* [Exercise task A]:
Name every album title mentioned in the Queen forum thread.
* [Exercise task B]:
Extend the Queen forum thread past its final line.

* [Quoted text]:
____________
# Queen



## beetzart (Dec 30, 2009)

I have recently got into Queen but I tend to prefer their work up to 1980-81, after that it gets a touch pop like. Just wondering what other people think of Queen? Their early stuff is really quite enigmatic and all members seem to have a very strong grasp of classical techniques. My favourite album is, well it is two actually, their equivalent of the White Album in Night at the Opera and Day at the Races. There is a powerful key shift/change in You and I on DATRs, huge drum roll and the song goes instantly into a minor key. 

Anyway, just curious.


----------



## bharbeke (Mar 4, 2013)

There's no one album that I like the bulk of, but they have some amazing songs scattered in their discography. Here are my picks:

Bohemian Rhapsody (a masterpiece that is good every time I hear it)
____________
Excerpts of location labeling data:

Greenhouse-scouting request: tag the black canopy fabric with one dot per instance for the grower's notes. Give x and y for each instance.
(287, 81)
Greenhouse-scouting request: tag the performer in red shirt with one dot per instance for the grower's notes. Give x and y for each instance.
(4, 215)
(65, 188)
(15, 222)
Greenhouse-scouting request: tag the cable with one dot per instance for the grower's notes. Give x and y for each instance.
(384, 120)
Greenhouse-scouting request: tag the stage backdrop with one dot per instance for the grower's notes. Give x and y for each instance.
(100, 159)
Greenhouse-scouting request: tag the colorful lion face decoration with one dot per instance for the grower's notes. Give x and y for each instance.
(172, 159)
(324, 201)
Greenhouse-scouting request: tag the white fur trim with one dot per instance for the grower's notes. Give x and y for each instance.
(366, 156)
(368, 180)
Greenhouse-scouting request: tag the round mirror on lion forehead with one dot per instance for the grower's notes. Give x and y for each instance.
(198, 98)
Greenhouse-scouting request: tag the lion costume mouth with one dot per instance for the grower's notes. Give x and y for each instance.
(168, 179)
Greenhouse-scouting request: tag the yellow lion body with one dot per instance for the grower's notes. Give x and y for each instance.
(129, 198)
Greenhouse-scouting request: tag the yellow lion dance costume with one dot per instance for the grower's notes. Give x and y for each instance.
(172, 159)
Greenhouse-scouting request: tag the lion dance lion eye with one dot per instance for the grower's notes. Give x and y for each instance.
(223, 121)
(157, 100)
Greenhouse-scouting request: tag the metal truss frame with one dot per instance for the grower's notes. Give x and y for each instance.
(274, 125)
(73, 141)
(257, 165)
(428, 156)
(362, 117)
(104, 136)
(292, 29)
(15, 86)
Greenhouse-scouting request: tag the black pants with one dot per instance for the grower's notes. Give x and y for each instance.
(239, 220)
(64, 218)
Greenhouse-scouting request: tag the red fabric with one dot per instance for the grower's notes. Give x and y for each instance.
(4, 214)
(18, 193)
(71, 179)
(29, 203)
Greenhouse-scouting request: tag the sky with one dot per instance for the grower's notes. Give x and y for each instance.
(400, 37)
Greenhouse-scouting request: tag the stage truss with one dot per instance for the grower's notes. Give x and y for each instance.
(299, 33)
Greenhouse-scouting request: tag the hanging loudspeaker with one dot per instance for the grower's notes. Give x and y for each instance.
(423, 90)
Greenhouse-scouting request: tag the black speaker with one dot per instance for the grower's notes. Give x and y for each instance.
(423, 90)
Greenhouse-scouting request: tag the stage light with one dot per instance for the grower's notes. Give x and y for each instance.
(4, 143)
____________
* [Exercise response A]:
White Album, Night at the Opera, Day at the Races

* [Exercise response B]:
Crazy Little Thing Called Love
Dead on Time
Dreamers Ball
Fat Bottomed Girls
Friends Will Be Friends
Great King Rat
I Want It All
Keep Yourself Alive
Killer Queen
Let Me in Your Heart Again
Love Kills
Now I'm Here
Sleeping on the Sidewalk
Somebody to Love
Spread Your Wings
Stone Cold Crazy
The Millionaire Waltz
There Must Be More to Life Than This
Tie Your Mother Down
Was It All Worth It
We Are the Champions
Who Wants to Live Forever
You and I


----------



## ZJovicic (Feb 26, 2017)

My picks:

Bohemian Rhapsody
Bicycle Race
Mustapha
We Will Rock You
Radio Gaga

and also (even though it's just Freddie)

Barcelona
Living On My Own

At one point I listened to Bohemian Rhapsody countless times on repeat.


----------



## Art Rock (Nov 28, 2009)

Great band, certainly in the 70s.

My Queen top10:

1. Killer queen
2. Love of my life
3. You're my best friend
4. Under pressure (with Bowie)
5. '39
6. Bohemian rhapsody
7. Another one bites the dust
8. Crazy little thing called love
9. Bicycle race
10. Save me


----------



## elgar's ghost (Aug 8, 2010)

I prefer the harder rock of their early years - the only albums I can listen to and enjoy in their entirety are the first three. After the first two albums they increasingly showed how versatile they could be but my interest from _A Night at the Opera_ onwards is very selective, and in fact doesn't get as far as the 1980s. At a push I could knock up an hour-long compilation of their material from 1975-79 (if I could include one or two tracks from _Live Killers_) but nothing floats my boat after that.


----------



## beetzart (Dec 30, 2009)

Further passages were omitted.